Problems to work on:
• a. Answer these about the seminar announcement, one answer per line:
(i) On which floor is the seminar room?
(ii) Who is giving the talk?
(iii) What does the abbreviation CFD stand for?
• b. Repeat the part of the seminar announcement starting at "I³MS - Rozza" and ending at "reduce parameter space.", word for word.

Selected text:
*** Block opens ***
I³MS - Rozza Seminar
Location: AICES Seminar Room 115, 1st floor, Schinkelstr. 2, 52062 Aachen
Prof. Gianluigi Rozza, Ph.D - Reduced Order Methods: State of the Art and Perspectives with a Special Focus on Computational Fluid Dynamics
In this talk, we provide the state of the art of Reduced Order Methods (ROM) for parametric Partial Differential Equations (PDEs), and we focus on some perspectives in their current trends and developments, with a special interest in parametric problems arising in offline-online Computational Fluid Dynamics (CFD). Systems modelled by PDEs are depending by several complex parameters in need of being reduced, even before the computational phase in a pre-processing step, in order to reduce parameter space.
*** Block closes ***
Data provided:
*** Block opens ***
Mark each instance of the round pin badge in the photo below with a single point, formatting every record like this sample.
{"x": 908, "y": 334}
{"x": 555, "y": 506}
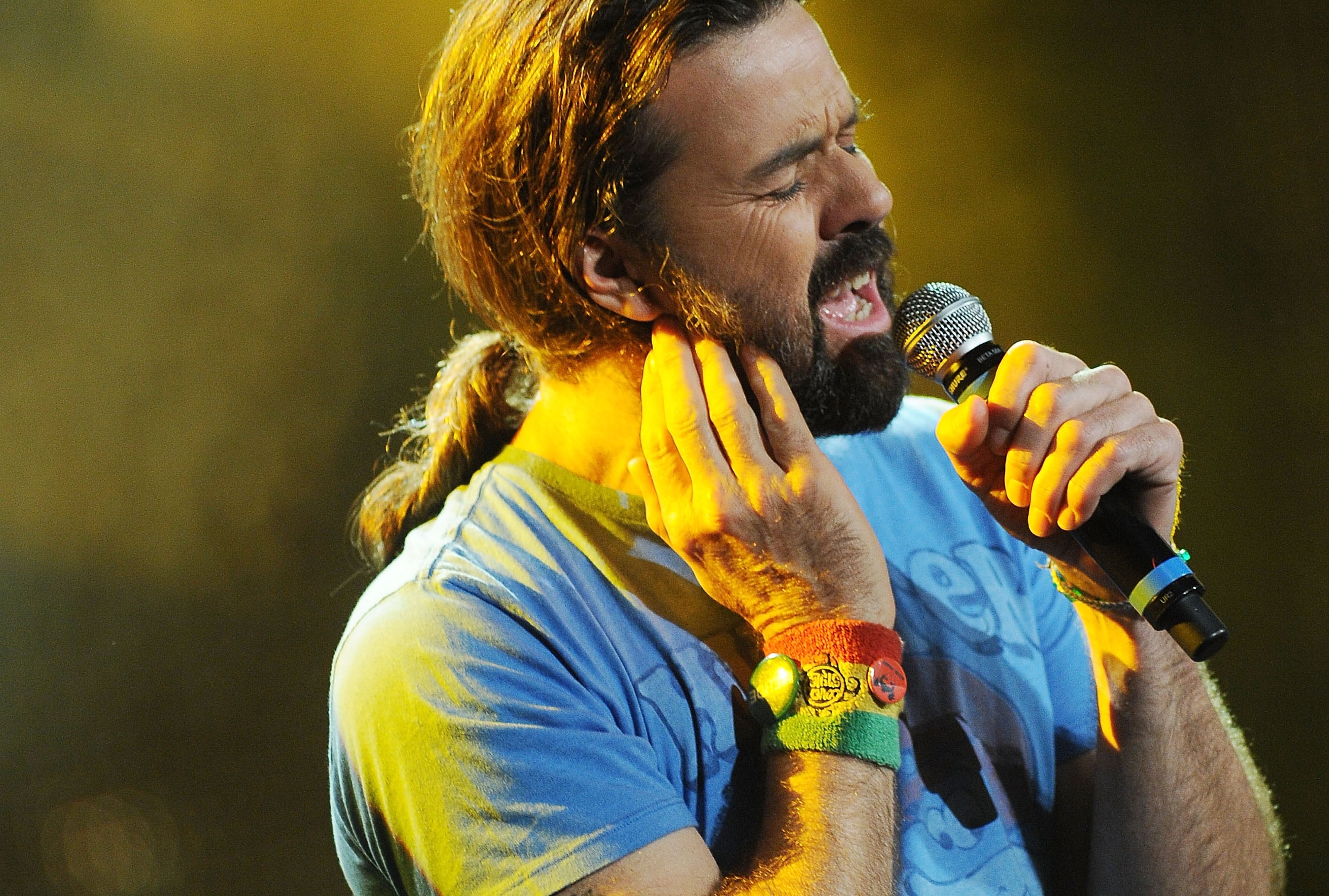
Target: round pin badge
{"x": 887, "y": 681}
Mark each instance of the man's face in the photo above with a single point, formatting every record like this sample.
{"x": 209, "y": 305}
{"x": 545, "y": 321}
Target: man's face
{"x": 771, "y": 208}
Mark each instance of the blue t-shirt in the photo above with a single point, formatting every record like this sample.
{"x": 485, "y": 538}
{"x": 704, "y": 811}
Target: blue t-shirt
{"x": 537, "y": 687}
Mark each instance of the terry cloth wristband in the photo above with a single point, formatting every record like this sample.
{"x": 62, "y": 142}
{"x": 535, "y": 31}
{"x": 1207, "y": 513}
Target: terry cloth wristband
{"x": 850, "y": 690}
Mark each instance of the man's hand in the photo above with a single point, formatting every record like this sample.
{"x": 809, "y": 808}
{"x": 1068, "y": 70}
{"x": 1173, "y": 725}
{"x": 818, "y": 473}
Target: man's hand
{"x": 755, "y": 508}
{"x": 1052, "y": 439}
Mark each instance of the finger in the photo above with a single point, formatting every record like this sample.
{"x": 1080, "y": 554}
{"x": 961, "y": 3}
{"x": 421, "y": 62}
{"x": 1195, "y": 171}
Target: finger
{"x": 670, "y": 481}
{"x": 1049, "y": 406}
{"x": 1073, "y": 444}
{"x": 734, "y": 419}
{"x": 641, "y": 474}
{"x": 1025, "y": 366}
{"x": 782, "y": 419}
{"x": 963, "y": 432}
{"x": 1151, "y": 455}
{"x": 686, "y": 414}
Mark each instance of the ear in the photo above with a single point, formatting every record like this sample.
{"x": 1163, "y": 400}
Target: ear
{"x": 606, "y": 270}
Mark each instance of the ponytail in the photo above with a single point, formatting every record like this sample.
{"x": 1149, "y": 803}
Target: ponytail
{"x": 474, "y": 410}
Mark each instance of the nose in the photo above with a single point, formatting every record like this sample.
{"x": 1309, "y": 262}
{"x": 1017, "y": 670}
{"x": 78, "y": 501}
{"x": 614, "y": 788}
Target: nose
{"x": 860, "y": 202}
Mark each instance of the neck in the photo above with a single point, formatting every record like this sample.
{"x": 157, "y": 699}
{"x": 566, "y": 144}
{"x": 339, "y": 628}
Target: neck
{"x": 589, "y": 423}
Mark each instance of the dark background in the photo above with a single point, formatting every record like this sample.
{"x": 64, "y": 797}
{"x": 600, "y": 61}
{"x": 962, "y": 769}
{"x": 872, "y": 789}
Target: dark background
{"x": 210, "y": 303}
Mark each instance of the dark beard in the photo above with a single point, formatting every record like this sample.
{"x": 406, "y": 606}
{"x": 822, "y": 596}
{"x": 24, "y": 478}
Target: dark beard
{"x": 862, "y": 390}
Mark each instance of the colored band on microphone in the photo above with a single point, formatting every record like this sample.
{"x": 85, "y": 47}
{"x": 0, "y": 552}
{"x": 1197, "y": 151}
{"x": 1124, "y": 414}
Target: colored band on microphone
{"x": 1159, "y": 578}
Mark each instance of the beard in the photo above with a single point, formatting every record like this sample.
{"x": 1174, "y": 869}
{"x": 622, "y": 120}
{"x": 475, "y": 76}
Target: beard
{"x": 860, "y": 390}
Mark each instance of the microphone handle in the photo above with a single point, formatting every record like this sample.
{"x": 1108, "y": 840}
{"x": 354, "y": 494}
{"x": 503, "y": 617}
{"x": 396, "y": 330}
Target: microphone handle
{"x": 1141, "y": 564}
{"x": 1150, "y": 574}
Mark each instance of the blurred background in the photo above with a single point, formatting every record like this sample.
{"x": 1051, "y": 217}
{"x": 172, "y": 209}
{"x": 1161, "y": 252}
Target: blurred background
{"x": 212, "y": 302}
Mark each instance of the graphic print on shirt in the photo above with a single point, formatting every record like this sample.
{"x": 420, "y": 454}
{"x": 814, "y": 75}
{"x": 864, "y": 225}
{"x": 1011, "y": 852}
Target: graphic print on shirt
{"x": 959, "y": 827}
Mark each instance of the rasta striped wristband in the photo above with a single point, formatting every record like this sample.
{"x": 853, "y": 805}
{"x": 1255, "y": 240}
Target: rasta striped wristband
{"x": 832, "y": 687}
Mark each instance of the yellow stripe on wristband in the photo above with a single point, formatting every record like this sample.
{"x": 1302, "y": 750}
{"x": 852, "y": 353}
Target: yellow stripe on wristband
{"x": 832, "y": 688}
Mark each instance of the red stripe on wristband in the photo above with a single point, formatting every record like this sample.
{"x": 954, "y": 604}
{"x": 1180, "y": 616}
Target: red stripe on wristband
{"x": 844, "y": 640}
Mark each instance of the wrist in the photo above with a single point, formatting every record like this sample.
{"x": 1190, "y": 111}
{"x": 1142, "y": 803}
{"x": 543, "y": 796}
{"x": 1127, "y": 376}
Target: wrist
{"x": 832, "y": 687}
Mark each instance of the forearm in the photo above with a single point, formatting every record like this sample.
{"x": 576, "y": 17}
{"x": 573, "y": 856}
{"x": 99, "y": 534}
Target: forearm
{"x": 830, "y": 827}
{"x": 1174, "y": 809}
*** Block closes ***
Responses per task:
• a.
(i) The 1st floor
(ii) Prof. Gianluigi Rozza, Ph.D
(iii) Computational Fluid Dynamics

• b.
I³MS - Rozza Seminar
Location: AICES Seminar Room 115, 1st floor, Schinkelstr. 2, 52062 Aachen
Prof. Gianluigi Rozza, Ph.D - Reduced Order Methods: State of the Art and Perspectives with a Special Focus on Computational Fluid Dynamics
In this talk, we provide the state of the art of Reduced Order Methods (ROM) for parametric Partial Differential Equations (PDEs), and we focus on some perspectives in their current trends and developments, with a special interest in parametric problems arising in offline-online Computational Fluid Dynamics (CFD). Systems modelled by PDEs are depending by several complex parameters in need of being reduced, even before the computational phase in a pre-processing step, in order to reduce parameter space.